Start of The data
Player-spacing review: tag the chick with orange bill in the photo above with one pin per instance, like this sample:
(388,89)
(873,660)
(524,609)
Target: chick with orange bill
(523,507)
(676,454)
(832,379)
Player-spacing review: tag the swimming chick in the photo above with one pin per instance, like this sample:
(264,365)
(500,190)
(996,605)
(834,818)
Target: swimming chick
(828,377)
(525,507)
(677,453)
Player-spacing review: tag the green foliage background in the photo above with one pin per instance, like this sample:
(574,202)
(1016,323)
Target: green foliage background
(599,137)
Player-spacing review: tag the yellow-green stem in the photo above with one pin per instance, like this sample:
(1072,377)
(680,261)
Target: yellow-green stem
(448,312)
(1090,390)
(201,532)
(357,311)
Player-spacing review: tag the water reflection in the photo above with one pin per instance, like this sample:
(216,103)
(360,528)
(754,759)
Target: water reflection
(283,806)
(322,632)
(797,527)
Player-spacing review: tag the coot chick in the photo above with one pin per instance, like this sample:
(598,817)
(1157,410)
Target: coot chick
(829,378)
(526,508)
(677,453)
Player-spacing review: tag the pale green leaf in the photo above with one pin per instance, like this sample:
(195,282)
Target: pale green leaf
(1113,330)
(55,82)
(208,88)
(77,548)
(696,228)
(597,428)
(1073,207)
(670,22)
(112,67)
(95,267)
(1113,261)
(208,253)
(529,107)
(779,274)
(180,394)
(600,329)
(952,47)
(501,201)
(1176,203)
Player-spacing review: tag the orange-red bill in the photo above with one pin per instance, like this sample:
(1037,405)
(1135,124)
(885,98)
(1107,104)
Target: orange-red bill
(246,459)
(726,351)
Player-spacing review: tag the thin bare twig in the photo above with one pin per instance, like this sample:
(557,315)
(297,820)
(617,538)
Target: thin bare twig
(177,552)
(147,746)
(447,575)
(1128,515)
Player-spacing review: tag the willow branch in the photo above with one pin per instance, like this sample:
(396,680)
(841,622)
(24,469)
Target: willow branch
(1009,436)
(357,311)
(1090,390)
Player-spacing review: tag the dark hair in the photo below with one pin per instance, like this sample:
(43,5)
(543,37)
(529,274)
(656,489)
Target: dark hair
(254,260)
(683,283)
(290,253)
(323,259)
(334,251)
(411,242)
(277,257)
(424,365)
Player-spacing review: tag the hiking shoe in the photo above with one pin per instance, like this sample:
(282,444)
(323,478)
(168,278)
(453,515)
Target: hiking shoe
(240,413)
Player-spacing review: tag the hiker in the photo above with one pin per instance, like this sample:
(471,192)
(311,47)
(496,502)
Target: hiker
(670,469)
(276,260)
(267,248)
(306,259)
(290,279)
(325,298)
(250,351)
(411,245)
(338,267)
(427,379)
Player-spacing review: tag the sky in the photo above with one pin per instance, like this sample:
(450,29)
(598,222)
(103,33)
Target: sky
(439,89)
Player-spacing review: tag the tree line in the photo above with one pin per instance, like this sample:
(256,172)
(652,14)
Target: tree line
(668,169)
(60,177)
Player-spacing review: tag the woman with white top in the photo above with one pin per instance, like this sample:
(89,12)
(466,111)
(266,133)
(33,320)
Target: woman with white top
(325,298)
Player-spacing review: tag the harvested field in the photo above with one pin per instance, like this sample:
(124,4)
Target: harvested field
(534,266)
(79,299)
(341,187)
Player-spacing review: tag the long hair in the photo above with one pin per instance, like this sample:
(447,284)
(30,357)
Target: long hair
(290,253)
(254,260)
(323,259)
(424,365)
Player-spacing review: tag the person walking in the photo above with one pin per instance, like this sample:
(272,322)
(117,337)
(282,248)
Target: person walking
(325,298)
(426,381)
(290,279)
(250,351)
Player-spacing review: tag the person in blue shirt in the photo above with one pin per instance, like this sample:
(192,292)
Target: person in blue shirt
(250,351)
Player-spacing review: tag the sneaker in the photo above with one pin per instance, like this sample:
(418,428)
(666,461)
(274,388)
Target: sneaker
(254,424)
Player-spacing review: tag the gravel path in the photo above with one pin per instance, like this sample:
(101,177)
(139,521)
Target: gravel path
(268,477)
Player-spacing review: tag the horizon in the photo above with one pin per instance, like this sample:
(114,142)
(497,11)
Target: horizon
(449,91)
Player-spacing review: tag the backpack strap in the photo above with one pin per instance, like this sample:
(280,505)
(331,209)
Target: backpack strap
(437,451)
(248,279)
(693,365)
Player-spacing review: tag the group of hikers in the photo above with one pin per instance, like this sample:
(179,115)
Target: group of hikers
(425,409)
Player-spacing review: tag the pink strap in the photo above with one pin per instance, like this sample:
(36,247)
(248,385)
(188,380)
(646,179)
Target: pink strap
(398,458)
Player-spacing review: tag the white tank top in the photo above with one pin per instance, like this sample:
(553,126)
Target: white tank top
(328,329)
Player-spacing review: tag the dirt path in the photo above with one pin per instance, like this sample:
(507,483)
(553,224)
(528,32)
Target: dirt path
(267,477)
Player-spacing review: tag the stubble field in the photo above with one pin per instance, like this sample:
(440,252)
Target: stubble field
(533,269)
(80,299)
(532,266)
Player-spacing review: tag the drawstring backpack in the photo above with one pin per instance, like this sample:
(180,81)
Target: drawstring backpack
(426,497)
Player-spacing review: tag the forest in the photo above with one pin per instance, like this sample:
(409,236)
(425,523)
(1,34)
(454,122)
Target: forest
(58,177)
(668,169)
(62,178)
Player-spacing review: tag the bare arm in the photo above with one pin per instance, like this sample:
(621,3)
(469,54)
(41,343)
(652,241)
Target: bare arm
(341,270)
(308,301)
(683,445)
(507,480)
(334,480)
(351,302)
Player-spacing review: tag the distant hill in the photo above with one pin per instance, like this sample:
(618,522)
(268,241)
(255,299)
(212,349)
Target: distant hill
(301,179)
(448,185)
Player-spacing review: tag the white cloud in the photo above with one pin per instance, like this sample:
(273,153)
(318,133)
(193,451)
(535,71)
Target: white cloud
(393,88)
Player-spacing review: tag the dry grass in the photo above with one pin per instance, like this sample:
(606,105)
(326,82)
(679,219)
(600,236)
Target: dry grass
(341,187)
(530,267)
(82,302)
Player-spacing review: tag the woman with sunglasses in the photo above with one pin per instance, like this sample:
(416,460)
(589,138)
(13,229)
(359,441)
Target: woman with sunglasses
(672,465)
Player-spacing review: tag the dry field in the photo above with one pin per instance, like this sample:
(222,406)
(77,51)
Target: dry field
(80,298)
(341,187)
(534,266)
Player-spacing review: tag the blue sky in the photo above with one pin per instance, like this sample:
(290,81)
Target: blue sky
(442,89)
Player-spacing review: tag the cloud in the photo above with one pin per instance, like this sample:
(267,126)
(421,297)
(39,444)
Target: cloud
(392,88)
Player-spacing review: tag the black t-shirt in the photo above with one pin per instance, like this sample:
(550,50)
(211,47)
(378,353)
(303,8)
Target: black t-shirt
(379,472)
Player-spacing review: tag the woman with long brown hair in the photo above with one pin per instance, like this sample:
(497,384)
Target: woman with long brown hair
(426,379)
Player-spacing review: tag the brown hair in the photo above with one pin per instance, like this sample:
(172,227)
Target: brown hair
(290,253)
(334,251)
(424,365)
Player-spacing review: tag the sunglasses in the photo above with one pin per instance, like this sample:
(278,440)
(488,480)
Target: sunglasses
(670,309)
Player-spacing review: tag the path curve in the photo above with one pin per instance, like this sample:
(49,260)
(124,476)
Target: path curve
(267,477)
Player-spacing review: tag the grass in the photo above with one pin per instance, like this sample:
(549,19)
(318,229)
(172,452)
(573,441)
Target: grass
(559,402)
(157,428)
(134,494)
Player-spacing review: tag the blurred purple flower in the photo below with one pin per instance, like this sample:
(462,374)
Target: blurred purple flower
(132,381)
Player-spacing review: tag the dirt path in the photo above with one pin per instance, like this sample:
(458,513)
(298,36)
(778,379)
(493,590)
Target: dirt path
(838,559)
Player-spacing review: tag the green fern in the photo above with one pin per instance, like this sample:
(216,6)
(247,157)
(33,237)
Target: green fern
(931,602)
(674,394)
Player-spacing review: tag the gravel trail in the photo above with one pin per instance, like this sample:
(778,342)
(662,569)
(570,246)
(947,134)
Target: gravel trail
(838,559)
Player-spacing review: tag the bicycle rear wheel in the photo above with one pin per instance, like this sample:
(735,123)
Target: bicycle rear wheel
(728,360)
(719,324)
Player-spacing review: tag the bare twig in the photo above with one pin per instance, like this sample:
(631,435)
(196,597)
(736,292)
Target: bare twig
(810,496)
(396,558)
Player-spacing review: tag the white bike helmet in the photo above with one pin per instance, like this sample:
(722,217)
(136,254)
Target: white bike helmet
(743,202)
End of The data
• **Exercise aim**
Repeat exactly, and only, the lines of the records above, starting with the line that contains "Player-spacing review: tag the green fern" and ending with the final line, both included.

• **Exercise solution**
Player-spacing review: tag the green fern in the photo above with one pin per instance, like this sample:
(216,6)
(247,157)
(33,237)
Target: green fern
(931,602)
(674,394)
Player-spacing review: tag the gravel trail in the photo above with one pin per instance, like this sample:
(778,342)
(662,569)
(570,246)
(947,134)
Target: gravel trail
(838,559)
Player-spacing review: tag the bicycle rear wheel in the photo above with one pin per instance, like this sample:
(735,123)
Target: bicycle rear wheel
(728,360)
(719,324)
Player-spacing review: tag the bare twig in the photo above with one pin per instance, like this sample:
(631,435)
(196,597)
(736,292)
Target: bare twig
(810,496)
(396,558)
Player-spacing review: tag the white bike helmet in the photo above with one pin per instance, like this sample:
(722,217)
(136,254)
Target: white bike helmet
(743,202)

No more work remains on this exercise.